====== Article ======
Cette sentence s’appuyait essentiellement sur une enquête diligentée par la sénéchaussée, qui dépêcha des commissaires à Beaumont, au cours du mois de Mars 1494, pour y recueillir les déclarations d’une dizaine d’habitants jugés suffisamment sages, “ aigés et de bonne mémoire ” afin d’établir l’ancienneté de ces privilèges et de confirmer qui devait en bénéficier.
L’un de ces témoins avait alors 80 ans, ce qui devait probablement constituer une exception à cette époque où l’on atteignait difficilement la quarantaine, pourvu que l’on ait échappé à la mortalité infantile et aux épidémies : la peste, que l’on trouve bien présente notamment autour de 1500 et qui apparaît de manière récurrente dans les archives, décimait les populations. Dans leurs dépositions, faites sous serment, ces témoins évoquent leurs propres souvenirs, qui remontaient parfois au début du XV e siècle : ces dépositions ne sont pas seulement émouvantes, à lire les témoignages de ces vieux beaumontois nés à l’époque des chevauchées de Jeanne d’Arc ! elles sont aussi très instructives, car elles passent en revue, dans le moindre détail, les différents droits seigneuriaux alors en vigueur à Beaumont et évoque notamment ce droit de noce [8].
======
Objectif énoncé:
Répondez aux questions suivantes d'après l'article.
(a) En quel mois et en quelle année la sénéchaussée a-t-elle envoyé des commissaires à Beaumont ?
(b) Quel âge avait l'un des témoins ?
(c) Quel droit seigneurial l'article mentionne-t-il en particulier ?
====== Données extraites ======
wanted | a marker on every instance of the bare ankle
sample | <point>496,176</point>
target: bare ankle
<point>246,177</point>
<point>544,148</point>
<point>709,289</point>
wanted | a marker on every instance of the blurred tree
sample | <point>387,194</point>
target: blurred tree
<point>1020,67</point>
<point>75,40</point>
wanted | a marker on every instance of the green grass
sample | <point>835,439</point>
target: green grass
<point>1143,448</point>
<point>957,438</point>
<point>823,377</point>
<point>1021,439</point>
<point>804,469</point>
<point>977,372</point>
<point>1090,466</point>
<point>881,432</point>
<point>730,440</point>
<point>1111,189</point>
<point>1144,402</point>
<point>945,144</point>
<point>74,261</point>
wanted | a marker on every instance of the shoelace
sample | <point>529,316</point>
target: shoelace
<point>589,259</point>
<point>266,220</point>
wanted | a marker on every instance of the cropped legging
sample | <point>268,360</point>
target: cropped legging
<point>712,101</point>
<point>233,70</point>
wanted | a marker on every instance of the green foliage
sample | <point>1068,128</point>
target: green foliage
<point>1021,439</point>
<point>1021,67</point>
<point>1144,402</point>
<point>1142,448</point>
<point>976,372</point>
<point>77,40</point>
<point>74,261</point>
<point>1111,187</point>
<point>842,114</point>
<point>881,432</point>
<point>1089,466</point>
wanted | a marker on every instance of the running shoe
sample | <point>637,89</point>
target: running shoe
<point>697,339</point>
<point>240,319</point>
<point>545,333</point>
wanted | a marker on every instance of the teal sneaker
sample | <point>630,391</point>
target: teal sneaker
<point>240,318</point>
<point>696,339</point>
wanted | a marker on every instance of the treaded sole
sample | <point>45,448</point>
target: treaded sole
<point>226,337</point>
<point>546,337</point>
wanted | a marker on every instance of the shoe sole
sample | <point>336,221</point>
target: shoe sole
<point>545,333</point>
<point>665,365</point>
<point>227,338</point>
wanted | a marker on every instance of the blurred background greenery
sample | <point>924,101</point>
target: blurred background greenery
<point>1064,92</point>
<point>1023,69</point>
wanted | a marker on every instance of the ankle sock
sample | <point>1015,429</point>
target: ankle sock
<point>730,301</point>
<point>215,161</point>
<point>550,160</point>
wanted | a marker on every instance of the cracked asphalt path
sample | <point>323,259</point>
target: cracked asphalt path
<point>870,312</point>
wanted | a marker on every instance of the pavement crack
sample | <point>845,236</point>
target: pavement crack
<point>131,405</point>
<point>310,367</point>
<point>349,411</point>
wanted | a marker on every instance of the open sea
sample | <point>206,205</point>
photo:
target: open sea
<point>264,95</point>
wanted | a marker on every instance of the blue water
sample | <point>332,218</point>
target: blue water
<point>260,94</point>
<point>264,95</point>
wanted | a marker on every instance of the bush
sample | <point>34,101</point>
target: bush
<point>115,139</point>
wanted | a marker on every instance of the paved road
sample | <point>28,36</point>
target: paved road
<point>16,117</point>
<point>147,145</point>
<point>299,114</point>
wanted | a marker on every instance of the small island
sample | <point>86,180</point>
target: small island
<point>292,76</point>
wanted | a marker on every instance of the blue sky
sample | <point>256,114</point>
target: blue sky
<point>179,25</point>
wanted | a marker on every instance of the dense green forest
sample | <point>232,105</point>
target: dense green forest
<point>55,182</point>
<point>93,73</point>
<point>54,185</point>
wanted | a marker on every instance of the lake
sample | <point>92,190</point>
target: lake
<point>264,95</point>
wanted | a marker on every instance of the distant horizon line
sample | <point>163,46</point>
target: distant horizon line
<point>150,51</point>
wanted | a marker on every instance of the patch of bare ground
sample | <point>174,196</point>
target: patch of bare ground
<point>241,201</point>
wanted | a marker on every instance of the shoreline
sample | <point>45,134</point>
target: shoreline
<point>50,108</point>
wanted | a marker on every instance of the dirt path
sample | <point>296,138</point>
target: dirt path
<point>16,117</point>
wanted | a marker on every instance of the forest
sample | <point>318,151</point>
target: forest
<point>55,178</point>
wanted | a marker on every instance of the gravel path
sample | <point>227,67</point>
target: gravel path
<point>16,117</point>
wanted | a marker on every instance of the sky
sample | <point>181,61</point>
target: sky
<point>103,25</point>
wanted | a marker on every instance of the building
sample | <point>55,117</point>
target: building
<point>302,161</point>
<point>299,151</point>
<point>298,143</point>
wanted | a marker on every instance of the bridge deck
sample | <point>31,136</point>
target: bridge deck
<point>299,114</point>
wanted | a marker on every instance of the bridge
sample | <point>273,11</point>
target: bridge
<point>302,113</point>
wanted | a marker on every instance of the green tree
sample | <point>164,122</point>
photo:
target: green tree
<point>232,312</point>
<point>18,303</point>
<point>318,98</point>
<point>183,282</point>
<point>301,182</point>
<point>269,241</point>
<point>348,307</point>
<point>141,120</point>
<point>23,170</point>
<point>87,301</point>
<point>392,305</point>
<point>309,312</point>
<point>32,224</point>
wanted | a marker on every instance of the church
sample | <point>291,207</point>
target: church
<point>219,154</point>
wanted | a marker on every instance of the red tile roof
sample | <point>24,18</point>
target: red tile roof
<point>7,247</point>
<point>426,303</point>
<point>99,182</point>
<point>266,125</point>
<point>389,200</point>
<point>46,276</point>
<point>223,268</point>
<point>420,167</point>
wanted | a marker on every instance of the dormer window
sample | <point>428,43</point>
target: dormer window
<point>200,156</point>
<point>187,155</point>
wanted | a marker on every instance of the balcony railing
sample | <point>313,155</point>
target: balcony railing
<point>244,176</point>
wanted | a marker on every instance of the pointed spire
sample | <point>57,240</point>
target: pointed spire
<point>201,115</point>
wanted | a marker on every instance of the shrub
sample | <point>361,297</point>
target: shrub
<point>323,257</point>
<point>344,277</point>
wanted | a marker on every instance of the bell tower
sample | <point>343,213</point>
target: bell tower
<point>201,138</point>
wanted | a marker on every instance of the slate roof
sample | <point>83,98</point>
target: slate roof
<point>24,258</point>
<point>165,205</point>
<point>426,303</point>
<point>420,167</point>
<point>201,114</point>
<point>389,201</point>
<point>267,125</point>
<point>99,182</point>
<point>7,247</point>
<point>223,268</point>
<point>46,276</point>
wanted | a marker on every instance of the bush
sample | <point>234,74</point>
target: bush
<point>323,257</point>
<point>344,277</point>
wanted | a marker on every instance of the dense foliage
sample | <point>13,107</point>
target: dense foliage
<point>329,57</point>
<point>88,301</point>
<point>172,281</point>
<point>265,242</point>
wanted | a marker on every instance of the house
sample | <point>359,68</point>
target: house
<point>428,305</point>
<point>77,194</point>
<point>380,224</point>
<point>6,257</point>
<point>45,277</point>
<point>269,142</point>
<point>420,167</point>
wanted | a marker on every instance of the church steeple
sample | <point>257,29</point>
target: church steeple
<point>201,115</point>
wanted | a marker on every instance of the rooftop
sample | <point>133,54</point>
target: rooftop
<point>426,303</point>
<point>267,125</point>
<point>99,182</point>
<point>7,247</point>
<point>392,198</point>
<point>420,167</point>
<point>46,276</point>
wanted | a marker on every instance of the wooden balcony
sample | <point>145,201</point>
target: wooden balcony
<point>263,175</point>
======
Résultat:
(a) En mars 1494.
(b) Il avait 80 ans.
(c) Le droit de noce.